Copy the lines below verbatim, but only from the line containing "If you could identify the white vaulted" through the end of the data.
┄┄┄┄┄┄
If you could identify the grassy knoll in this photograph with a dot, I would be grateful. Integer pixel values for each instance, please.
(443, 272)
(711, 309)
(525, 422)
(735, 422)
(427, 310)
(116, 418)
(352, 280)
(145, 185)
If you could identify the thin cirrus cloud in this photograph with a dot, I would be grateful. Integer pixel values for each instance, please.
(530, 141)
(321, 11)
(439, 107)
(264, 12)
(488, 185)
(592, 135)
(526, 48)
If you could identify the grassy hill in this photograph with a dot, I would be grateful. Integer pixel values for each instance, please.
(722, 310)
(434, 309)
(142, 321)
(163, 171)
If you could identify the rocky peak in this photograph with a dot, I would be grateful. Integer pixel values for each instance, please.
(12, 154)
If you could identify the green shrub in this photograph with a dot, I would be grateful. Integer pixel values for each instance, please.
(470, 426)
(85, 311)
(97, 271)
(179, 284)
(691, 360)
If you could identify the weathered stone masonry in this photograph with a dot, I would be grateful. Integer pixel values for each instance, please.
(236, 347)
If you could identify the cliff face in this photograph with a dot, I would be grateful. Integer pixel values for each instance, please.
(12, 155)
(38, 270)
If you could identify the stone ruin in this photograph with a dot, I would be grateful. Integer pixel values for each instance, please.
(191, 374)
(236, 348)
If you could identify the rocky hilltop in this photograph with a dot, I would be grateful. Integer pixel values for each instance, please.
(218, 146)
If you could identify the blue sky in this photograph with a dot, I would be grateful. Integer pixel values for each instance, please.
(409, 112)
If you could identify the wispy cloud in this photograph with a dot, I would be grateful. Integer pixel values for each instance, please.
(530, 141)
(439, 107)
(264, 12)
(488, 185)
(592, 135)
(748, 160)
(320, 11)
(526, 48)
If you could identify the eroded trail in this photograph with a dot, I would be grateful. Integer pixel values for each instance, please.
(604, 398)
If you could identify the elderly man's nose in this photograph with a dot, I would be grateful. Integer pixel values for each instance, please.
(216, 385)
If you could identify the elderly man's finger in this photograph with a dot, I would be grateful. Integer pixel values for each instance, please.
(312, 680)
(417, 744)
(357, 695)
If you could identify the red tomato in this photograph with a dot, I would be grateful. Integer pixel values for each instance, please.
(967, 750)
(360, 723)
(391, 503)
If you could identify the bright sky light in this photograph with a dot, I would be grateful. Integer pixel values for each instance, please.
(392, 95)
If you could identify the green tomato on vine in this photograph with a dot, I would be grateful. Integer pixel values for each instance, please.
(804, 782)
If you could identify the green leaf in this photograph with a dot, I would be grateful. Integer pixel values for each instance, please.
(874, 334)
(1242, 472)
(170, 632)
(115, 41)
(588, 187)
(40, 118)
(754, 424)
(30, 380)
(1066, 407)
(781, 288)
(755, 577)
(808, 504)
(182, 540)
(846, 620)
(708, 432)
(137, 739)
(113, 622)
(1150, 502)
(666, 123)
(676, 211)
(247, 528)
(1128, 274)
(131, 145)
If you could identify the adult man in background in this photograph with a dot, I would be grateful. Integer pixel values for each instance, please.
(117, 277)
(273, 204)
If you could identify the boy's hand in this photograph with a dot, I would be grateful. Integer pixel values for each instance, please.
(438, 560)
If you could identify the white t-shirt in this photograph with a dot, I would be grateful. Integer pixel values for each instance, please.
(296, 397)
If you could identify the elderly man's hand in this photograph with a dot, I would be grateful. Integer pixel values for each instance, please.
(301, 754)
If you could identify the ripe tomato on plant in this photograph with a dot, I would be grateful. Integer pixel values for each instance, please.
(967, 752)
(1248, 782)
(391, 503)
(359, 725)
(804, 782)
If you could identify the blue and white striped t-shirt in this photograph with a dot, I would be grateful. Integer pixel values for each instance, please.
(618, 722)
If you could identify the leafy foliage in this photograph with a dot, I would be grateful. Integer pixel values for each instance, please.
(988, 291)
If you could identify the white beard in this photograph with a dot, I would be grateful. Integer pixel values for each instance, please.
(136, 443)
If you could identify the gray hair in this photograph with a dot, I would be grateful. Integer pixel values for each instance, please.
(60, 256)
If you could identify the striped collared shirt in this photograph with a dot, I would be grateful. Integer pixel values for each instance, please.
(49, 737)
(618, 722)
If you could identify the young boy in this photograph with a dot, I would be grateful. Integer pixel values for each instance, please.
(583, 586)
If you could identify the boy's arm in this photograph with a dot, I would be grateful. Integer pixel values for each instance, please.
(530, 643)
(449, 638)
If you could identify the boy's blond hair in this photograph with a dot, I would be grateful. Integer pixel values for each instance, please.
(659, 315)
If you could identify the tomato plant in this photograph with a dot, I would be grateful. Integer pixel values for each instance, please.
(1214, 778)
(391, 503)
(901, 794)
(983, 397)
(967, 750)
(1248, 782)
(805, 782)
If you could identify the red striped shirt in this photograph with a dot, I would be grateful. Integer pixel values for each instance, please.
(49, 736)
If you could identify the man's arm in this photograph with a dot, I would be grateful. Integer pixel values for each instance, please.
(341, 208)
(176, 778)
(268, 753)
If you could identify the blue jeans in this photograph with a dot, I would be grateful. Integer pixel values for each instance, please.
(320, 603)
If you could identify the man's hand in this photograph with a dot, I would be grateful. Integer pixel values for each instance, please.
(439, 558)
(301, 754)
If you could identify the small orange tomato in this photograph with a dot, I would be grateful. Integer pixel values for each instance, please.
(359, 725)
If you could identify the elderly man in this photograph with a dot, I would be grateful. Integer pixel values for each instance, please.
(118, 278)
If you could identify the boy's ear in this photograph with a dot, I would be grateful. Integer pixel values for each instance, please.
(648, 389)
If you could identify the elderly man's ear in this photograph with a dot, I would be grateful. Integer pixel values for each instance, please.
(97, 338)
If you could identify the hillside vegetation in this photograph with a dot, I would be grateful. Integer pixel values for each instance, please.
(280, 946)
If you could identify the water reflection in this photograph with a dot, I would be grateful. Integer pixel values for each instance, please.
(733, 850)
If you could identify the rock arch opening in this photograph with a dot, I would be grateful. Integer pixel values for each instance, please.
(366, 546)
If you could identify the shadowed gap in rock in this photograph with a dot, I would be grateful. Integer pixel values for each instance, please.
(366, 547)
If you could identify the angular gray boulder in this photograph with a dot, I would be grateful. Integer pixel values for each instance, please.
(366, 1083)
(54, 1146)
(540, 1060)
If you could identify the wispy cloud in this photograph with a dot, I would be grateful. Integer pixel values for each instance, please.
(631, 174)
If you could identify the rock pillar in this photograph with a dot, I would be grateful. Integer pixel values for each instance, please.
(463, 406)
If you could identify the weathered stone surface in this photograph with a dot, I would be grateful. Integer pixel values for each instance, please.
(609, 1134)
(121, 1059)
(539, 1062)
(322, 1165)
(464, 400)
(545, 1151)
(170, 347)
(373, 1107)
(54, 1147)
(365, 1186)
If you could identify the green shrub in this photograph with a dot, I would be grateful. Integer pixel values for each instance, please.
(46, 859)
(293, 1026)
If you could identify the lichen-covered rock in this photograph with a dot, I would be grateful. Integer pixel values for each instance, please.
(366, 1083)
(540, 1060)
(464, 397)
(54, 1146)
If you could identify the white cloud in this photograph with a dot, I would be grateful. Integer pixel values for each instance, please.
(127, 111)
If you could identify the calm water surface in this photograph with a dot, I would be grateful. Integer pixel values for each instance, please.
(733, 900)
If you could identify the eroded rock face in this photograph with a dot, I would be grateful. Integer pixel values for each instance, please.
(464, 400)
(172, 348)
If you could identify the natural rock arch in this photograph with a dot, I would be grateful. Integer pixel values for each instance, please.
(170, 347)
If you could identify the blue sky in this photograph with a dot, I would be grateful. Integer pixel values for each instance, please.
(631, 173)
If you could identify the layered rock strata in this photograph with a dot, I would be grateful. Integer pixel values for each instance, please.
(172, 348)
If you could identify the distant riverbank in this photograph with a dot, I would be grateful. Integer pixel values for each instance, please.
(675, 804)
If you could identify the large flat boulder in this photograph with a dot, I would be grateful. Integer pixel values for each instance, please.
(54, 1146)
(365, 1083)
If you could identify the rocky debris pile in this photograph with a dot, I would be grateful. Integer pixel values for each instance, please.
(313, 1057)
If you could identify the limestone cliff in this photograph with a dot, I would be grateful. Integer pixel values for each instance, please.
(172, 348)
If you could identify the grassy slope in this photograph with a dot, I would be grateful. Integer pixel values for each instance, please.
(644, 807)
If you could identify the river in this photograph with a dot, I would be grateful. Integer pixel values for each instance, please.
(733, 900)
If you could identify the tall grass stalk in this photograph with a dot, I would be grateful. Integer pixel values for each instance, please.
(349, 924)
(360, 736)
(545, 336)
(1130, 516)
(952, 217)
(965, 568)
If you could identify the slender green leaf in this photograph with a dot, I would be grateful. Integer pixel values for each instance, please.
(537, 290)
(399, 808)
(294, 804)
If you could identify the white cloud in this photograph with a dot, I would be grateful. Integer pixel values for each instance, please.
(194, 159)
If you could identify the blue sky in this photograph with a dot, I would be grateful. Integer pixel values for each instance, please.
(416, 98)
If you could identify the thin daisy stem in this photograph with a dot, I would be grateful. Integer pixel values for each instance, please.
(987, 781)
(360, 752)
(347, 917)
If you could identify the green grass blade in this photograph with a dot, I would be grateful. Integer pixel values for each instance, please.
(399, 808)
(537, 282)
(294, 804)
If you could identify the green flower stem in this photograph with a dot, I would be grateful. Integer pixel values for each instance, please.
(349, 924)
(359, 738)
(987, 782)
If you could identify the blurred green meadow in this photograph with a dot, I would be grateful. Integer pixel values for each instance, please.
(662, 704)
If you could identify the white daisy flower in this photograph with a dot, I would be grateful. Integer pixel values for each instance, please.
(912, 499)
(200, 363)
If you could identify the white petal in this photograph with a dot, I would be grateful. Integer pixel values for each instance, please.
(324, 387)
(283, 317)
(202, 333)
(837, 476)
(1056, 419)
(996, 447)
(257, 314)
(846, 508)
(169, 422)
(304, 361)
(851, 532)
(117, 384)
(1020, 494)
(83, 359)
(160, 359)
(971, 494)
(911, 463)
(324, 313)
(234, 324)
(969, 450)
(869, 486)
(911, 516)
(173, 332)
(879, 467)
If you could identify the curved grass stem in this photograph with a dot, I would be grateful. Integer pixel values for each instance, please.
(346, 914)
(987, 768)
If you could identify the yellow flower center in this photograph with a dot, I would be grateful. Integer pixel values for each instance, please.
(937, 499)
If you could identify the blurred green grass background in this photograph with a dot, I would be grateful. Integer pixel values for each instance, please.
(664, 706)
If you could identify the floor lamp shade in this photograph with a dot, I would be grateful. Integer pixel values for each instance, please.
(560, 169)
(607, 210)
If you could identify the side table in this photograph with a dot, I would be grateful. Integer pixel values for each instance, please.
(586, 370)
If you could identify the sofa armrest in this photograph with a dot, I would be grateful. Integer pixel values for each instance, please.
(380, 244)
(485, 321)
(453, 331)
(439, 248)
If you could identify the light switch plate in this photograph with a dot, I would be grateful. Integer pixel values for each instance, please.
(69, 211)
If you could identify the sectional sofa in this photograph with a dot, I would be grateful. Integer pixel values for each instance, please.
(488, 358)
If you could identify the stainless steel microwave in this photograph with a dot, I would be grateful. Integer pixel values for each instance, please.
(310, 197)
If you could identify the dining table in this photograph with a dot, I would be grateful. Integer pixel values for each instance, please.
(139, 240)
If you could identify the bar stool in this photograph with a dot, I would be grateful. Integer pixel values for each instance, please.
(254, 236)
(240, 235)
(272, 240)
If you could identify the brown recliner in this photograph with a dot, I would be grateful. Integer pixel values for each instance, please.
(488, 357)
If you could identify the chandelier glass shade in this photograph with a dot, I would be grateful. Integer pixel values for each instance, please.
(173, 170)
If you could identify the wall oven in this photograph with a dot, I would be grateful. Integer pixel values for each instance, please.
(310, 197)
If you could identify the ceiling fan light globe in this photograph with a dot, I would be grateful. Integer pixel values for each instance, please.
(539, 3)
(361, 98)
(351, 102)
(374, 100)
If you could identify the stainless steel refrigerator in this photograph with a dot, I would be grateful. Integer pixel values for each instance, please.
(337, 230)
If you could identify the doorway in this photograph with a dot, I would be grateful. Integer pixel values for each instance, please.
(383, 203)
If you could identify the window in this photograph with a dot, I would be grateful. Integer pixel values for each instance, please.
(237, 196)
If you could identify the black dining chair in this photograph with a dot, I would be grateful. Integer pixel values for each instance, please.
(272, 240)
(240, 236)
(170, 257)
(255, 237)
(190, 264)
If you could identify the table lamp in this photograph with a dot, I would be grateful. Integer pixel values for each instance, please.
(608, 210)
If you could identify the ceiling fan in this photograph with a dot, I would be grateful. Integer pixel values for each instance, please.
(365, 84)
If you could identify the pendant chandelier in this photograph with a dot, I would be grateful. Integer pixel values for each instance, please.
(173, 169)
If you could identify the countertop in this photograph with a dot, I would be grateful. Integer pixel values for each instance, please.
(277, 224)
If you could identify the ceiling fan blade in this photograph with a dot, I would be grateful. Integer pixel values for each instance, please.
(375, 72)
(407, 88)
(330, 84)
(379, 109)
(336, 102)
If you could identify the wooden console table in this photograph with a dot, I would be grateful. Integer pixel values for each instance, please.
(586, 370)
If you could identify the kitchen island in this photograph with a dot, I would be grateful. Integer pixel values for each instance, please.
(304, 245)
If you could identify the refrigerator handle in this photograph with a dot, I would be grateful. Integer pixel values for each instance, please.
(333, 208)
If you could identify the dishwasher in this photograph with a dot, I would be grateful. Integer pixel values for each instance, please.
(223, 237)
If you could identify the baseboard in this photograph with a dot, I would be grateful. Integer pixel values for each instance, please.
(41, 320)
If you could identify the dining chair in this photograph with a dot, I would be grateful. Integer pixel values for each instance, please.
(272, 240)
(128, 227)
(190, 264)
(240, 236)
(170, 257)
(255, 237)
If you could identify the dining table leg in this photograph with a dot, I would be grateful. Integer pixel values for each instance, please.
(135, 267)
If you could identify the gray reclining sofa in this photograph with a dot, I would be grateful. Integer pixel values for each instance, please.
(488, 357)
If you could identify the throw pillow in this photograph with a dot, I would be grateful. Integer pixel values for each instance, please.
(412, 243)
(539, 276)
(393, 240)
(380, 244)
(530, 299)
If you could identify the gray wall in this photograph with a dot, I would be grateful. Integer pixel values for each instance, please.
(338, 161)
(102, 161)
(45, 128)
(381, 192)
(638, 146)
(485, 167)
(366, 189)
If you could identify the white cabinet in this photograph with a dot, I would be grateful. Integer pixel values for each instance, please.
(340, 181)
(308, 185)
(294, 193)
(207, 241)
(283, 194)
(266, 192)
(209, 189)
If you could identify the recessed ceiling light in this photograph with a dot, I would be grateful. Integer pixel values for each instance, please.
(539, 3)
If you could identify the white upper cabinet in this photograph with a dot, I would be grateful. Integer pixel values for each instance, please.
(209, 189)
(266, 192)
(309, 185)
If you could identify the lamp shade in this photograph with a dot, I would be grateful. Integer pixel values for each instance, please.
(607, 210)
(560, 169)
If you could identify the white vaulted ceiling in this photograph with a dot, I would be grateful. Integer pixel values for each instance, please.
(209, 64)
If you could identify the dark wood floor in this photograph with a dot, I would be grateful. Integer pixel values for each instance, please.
┄┄┄┄┄┄
■ Solution to this problem
If you could identify the white vaulted ceiling in this photograph with a dot, I would be grateful. Integer pixel values for each instance, please.
(209, 64)
If you could identify the dark wood floor in this photograph with a dot, I would be grateful. Integer pixel values for each instance, please.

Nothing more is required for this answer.